* [REQUIREMENT]:
Retype every one of the records below word for word, but leave the pictures out.

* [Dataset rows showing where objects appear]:
::::::::::

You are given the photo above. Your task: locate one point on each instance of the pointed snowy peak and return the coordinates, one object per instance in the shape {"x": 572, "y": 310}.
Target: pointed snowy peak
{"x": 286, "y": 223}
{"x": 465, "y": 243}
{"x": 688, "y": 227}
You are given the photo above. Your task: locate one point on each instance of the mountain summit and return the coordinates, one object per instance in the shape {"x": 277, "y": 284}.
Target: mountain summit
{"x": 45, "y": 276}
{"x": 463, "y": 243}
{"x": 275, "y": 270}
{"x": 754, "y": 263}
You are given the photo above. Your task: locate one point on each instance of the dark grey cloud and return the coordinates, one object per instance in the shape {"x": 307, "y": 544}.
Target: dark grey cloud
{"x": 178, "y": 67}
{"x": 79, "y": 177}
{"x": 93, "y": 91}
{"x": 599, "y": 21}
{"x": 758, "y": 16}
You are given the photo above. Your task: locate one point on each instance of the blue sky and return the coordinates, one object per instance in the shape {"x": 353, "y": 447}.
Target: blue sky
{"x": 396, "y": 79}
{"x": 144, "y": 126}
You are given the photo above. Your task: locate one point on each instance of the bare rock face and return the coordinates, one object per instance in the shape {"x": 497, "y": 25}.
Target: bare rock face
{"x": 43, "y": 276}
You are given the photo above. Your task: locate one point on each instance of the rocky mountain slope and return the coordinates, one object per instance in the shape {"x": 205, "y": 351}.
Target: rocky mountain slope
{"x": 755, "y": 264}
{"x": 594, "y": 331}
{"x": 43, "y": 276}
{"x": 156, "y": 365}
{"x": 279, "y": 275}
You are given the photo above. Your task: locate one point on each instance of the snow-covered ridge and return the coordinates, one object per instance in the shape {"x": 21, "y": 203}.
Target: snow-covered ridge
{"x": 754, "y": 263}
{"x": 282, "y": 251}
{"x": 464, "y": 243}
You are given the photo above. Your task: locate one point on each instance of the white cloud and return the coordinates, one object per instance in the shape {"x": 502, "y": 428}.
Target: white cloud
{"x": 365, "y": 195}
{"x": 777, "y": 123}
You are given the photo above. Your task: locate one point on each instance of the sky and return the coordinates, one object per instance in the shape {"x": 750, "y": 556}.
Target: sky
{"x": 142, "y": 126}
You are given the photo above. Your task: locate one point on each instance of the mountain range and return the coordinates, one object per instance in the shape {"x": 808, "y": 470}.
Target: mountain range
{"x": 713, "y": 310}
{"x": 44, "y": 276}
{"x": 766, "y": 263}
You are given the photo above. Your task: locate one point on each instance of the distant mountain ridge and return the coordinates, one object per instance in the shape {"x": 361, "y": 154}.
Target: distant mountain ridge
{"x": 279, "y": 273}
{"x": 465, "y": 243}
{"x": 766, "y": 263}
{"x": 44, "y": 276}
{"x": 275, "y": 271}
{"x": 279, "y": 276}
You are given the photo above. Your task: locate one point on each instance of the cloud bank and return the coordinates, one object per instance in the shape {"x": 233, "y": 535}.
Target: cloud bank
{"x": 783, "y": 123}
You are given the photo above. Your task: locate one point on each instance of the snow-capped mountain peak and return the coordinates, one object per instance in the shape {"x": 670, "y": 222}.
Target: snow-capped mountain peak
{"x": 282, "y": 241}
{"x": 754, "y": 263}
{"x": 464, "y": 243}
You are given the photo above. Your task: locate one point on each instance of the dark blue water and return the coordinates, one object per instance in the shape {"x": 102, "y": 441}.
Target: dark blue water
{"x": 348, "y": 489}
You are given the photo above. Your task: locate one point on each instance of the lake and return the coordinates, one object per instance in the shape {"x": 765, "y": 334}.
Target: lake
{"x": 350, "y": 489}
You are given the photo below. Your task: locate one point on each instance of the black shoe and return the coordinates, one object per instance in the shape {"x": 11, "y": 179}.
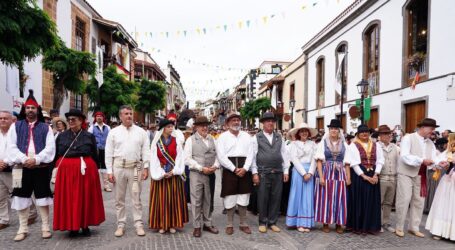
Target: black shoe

::::::::::

* [FINAL ANSWER]:
You are given the photo above. Your task: locate one point on each instance of the pointed snowy peak and return the coordinates, one object per instance in the shape {"x": 572, "y": 310}.
Target: pointed snowy peak
{"x": 286, "y": 223}
{"x": 465, "y": 243}
{"x": 688, "y": 227}
You are given the photo above. Your task: locate one point on each instance of the mountain summit and return the coordinates, one object per instance in the shape {"x": 277, "y": 284}.
Target: mountain summit
{"x": 45, "y": 276}
{"x": 463, "y": 243}
{"x": 275, "y": 270}
{"x": 754, "y": 263}
You are given the photo above. Your task: locate one point on each instance of the dark grey cloud and return the coordinates, one object per instance in the shape {"x": 307, "y": 544}.
Target: dark grey cloud
{"x": 178, "y": 67}
{"x": 79, "y": 177}
{"x": 93, "y": 91}
{"x": 599, "y": 21}
{"x": 758, "y": 16}
You are given the photo above. Your task: locate one point on each instance of the blue sky and return the coordinates, one object per instance in the shape {"x": 353, "y": 447}.
Target: blue sky
{"x": 396, "y": 79}
{"x": 144, "y": 126}
You are given the photo above. Your task: locate one point on each instance of the bare rock face and return the coordinates, one object per instance in the shape {"x": 497, "y": 25}.
Target: bare rock face
{"x": 43, "y": 276}
You are given the photo above. Your task: locate one point on each instance of the rocky mountain slope and return the coordinates, one object per instance in the shape {"x": 205, "y": 351}.
Target: rocky mountain slope
{"x": 755, "y": 264}
{"x": 594, "y": 331}
{"x": 43, "y": 276}
{"x": 156, "y": 365}
{"x": 279, "y": 275}
You are given the photo above. Your task: locate one point on each instance of the snow-covered ridge and return the coordinates, one object per instance in the shape {"x": 21, "y": 203}.
Target: snow-covered ridge
{"x": 754, "y": 263}
{"x": 282, "y": 251}
{"x": 464, "y": 243}
You are given the photo above. Your task: locate one point on each instance of the white cloud and return the coordinates, one object per instance in the shape {"x": 502, "y": 428}.
Target: white cloud
{"x": 365, "y": 195}
{"x": 777, "y": 123}
You are given the photo above. Your task: locate one point on each instance of the sky and return the coordinates, one object per instance in the shape {"x": 750, "y": 556}.
Target: sky
{"x": 142, "y": 126}
You are given the photo above. Your task: locate one point on each instance of the mountain range and return the coordinates, one object per instance in the shape {"x": 808, "y": 470}.
Target: mountain range
{"x": 713, "y": 310}
{"x": 44, "y": 276}
{"x": 766, "y": 263}
You are given the photo above. Your task: locate one point on each instance of the distant mountain ridge and return the coordinates, one object per instance in the shape {"x": 361, "y": 154}.
Target: distant mountain ridge
{"x": 279, "y": 273}
{"x": 465, "y": 243}
{"x": 766, "y": 263}
{"x": 44, "y": 276}
{"x": 275, "y": 271}
{"x": 279, "y": 276}
You are given the photo above. Your task: locate one point on each instance of the cloud bank and return the coordinates, one object per instance in the shape {"x": 233, "y": 535}.
Target: cloud bank
{"x": 783, "y": 123}
You are given the photo above. Your task: locate one point on each instance of the snow-capped mountain peak and return the coordinates, one object per instance in the shape {"x": 670, "y": 222}.
Target: snow-capped mountain peak
{"x": 282, "y": 241}
{"x": 754, "y": 263}
{"x": 464, "y": 243}
You are given the photo above. Your task: locate one point on each instance of the dark blue water and return the coordinates, one object per instance in the shape {"x": 102, "y": 441}.
Target: dark blue water
{"x": 348, "y": 489}
You are given the photo above. Your task: locate one point on each instance of the lake and return the coordinates, one object per instance in the shape {"x": 765, "y": 334}.
Target: lake
{"x": 350, "y": 489}
You are given the photo below. Your task: locate one point on each instance of the black shoe and return the coordinates, one object per instance in the shape {"x": 11, "y": 179}.
Target: black shoe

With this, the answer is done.